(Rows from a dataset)
━━━━━━━━━━━━━━━━━━━━
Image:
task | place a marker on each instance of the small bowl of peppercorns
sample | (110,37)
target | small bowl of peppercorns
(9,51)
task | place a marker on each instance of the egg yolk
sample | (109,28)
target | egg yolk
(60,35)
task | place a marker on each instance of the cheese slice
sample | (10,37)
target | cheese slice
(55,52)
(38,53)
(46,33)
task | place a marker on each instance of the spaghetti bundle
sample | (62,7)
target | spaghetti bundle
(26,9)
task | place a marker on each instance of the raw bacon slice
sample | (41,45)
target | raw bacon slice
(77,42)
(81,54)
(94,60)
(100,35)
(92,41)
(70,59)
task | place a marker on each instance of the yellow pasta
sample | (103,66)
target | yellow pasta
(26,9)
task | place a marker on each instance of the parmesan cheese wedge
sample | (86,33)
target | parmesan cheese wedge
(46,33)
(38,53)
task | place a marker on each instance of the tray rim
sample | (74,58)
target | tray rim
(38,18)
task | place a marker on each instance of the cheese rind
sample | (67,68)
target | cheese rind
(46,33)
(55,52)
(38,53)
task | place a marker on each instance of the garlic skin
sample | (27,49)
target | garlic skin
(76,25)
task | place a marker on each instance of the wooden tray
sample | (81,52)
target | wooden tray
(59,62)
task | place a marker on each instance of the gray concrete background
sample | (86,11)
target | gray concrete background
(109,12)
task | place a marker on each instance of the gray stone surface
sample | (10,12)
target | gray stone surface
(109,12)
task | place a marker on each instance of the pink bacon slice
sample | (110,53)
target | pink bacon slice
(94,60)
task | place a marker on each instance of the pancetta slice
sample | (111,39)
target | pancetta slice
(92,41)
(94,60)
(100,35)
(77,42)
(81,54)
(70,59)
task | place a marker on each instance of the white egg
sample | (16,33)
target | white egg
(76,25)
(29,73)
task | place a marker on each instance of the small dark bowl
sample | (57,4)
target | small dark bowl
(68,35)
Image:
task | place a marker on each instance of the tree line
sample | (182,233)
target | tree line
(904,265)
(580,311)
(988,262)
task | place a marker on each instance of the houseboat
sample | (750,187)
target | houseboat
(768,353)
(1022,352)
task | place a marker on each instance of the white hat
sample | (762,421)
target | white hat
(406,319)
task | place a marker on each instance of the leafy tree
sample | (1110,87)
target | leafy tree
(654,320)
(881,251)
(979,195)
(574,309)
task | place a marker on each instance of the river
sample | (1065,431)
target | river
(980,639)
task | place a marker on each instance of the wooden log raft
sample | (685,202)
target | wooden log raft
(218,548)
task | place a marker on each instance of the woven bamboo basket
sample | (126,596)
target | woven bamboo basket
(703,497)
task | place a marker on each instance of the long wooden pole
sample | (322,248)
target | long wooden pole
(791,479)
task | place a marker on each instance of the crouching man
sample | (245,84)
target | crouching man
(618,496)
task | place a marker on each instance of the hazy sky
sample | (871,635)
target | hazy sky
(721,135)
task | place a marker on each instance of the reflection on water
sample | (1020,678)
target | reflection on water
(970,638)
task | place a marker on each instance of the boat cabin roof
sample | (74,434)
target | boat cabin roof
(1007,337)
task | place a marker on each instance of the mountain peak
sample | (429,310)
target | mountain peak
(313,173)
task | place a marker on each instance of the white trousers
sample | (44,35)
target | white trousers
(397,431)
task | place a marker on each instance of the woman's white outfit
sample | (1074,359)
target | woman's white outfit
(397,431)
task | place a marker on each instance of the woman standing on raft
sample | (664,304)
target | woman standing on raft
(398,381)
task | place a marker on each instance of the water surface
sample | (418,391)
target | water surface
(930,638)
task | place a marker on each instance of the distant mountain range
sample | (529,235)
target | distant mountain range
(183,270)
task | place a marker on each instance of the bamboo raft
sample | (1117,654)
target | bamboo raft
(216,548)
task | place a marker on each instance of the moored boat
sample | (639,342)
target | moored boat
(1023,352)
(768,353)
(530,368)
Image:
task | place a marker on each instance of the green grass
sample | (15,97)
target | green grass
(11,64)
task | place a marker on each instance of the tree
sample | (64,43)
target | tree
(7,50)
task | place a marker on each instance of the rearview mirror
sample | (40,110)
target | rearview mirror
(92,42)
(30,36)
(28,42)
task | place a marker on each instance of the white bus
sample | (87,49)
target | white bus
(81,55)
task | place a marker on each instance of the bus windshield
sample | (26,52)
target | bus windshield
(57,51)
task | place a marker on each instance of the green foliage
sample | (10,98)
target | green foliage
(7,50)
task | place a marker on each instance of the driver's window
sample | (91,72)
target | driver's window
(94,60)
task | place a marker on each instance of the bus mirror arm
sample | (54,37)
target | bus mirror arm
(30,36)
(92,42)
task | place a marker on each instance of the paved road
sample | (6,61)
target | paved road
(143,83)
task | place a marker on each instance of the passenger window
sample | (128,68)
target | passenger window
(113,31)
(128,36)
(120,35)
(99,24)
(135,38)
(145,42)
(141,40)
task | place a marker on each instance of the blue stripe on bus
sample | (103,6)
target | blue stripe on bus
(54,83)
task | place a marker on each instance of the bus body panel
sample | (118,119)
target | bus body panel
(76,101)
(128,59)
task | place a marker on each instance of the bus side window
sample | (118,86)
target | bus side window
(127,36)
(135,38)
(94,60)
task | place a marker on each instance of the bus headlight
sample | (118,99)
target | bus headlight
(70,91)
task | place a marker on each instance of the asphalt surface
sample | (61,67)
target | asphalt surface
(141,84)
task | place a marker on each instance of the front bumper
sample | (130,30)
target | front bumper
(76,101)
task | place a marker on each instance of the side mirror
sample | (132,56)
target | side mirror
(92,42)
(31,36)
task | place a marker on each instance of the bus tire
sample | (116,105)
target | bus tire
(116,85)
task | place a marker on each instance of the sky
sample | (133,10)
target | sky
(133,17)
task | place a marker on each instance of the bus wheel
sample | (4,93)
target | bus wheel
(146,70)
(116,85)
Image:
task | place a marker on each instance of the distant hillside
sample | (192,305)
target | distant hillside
━━━━━━━━━━━━━━━━━━━━
GIVEN REQUEST
Above are some records. Print them all exactly.

WRITTEN REPLY
Image:
task | place a marker on each instance of the small bowl of peppercorns
sample | (110,37)
target | small bowl of peppercorns
(9,51)
task | place a marker on each instance of the egg yolk
sample | (109,28)
target | egg yolk
(60,35)
task | place a marker on each instance of the cheese slice
sample | (10,37)
target | cheese slice
(55,52)
(38,53)
(46,33)
task | place a marker on each instance of the spaghetti bundle
sample | (62,7)
target | spaghetti bundle
(26,9)
task | place a marker on each instance of the raw bacon slice
sample | (41,45)
target | raw bacon slice
(77,42)
(81,54)
(94,60)
(100,35)
(92,41)
(70,59)
task | place a marker on each instance of the yellow pasta
sample | (103,66)
target | yellow pasta
(26,9)
task | place a marker on each instance of the parmesan cheese wedge
sample | (86,33)
target | parmesan cheese wedge
(46,33)
(38,53)
task | place a marker on each instance of the tray rim
sample | (74,58)
target | tray rim
(38,18)
task | place a marker on each instance of the cheese rind
sample | (67,68)
target | cheese rind
(46,33)
(55,52)
(38,53)
task | place a marker on each instance of the garlic skin
sample | (27,49)
target | garlic skin
(76,25)
task | place a marker on each instance of the wooden tray
sample | (81,52)
target | wooden tray
(59,62)
task | place a marker on each instance of the gray concrete background
sample | (86,11)
target | gray concrete background
(109,12)
task | place a marker on each instance of the gray stone surface
sample | (10,12)
target | gray stone surface
(109,12)
task | place a marker on each instance of the pink bacon slice
sample | (110,53)
target | pink bacon slice
(94,60)
task | place a marker on each instance of the pancetta slice
sample | (111,39)
target | pancetta slice
(92,41)
(94,60)
(100,35)
(77,42)
(81,54)
(70,59)
task | place a marker on each instance of the white egg
sample | (16,33)
target | white egg
(76,25)
(29,73)
task | place a marker on each instance of the small dark bowl
sample | (57,4)
target | small dark bowl
(68,35)
Image:
task | place a marker on each instance of the tree line
sample | (182,233)
target | tree line
(904,265)
(580,311)
(988,262)
task | place a marker on each instance of the houseboat
sample | (750,187)
target | houseboat
(768,353)
(1022,352)
task | place a marker on each instance of the white hat
sample | (762,421)
target | white hat
(406,319)
task | place a marker on each instance of the leafy tree
sample | (1110,87)
target | leafy tree
(654,320)
(881,251)
(979,195)
(574,309)
task | place a marker on each instance of the river
sample | (1065,431)
target | river
(980,639)
task | place a marker on each instance of the wooden log raft
sample | (685,202)
target | wooden log raft
(218,548)
task | place a marker on each instance of the woven bamboo basket
sample | (126,596)
target | woven bamboo basket
(703,497)
task | place a marker on each instance of the long wooden pole
sample | (322,248)
target | long wooden pole
(791,479)
task | place a marker on each instance of the crouching man
sample | (245,84)
target | crouching man
(618,496)
task | place a marker on each instance of the hazy sky
sample | (871,635)
target | hazy sky
(721,135)
task | place a marker on each instance of the reflection on water
sample | (1020,678)
target | reflection on water
(970,638)
task | place a marker on each instance of the boat cabin roof
sample | (74,434)
target | boat cabin roof
(1007,337)
task | place a marker on each instance of the mountain peak
sample | (429,310)
target | mountain peak
(313,173)
task | place a marker on each instance of the white trousers
sample | (44,35)
target | white trousers
(397,431)
task | place a marker on each instance of the woman's white outfit
sample | (1074,359)
target | woman's white outfit
(397,431)
task | place a marker on each instance of the woman standing on raft
sample | (664,304)
target | woman standing on raft
(398,381)
task | place a marker on each instance of the water surface
sample | (418,391)
target | water surface
(930,638)
task | place a marker on each instance of the distant mountain range
sample | (529,235)
target | distant mountain range
(183,270)
task | place a marker on each instance of the bamboo raft
sample | (1117,654)
target | bamboo raft
(216,548)
task | place a marker on each instance of the moored boat
sample | (639,342)
target | moored boat
(1023,352)
(768,353)
(530,368)
Image:
task | place a marker on each instance of the green grass
sample | (15,97)
target | green grass
(11,64)
task | place a marker on each instance of the tree
sample | (64,43)
target | tree
(7,50)
task | place a marker on each instance of the rearview mirror
sample | (40,110)
target | rearview mirror
(92,42)
(30,36)
(28,42)
task | place a marker on each instance of the white bus
sample | (87,49)
target | white bus
(81,55)
task | place a marker on each instance of the bus windshield
sample | (26,52)
target | bus windshield
(57,51)
task | place a marker on each instance of the green foliage
sample | (10,98)
target | green foliage
(7,50)
task | place a marker on each instance of the driver's window
sample | (91,72)
target | driver's window
(94,60)
task | place a marker on each instance of the bus mirror arm
sample | (54,37)
target | bus mirror arm
(30,36)
(92,42)
task | place a marker on each instance of the paved road
sample | (6,61)
target | paved road
(143,83)
task | place a marker on each instance of the passenger window
sample | (128,68)
target | passenger window
(113,31)
(128,36)
(120,35)
(99,24)
(135,38)
(145,42)
(141,40)
task | place a marker on each instance of the blue stripe on bus
sample | (103,6)
target | blue stripe on bus
(54,83)
task | place a marker on each instance of the bus body panel
sample | (118,119)
target | bus body panel
(76,101)
(128,59)
task | place a marker on each instance of the bus side window
sample | (118,86)
target | bus side window
(127,36)
(135,38)
(94,60)
task | place a marker on each instance of the bus headlight
sample | (118,99)
target | bus headlight
(70,91)
task | place a marker on each instance of the asphalt surface
sample | (61,67)
target | asphalt surface
(141,84)
task | place a marker on each instance of the front bumper
sample | (130,30)
target | front bumper
(76,101)
task | place a marker on each instance of the side mirror
sample | (132,56)
target | side mirror
(92,42)
(31,36)
task | place a marker on each instance of the bus tire
sample | (116,105)
target | bus tire
(116,85)
task | place a marker on each instance of the sky
sample | (133,10)
target | sky
(133,17)
task | place a marker on each instance of the bus wheel
sample | (4,93)
target | bus wheel
(146,70)
(116,85)
Image:
task | place a marker on each instance of the distant hillside
sample | (192,305)
target | distant hillside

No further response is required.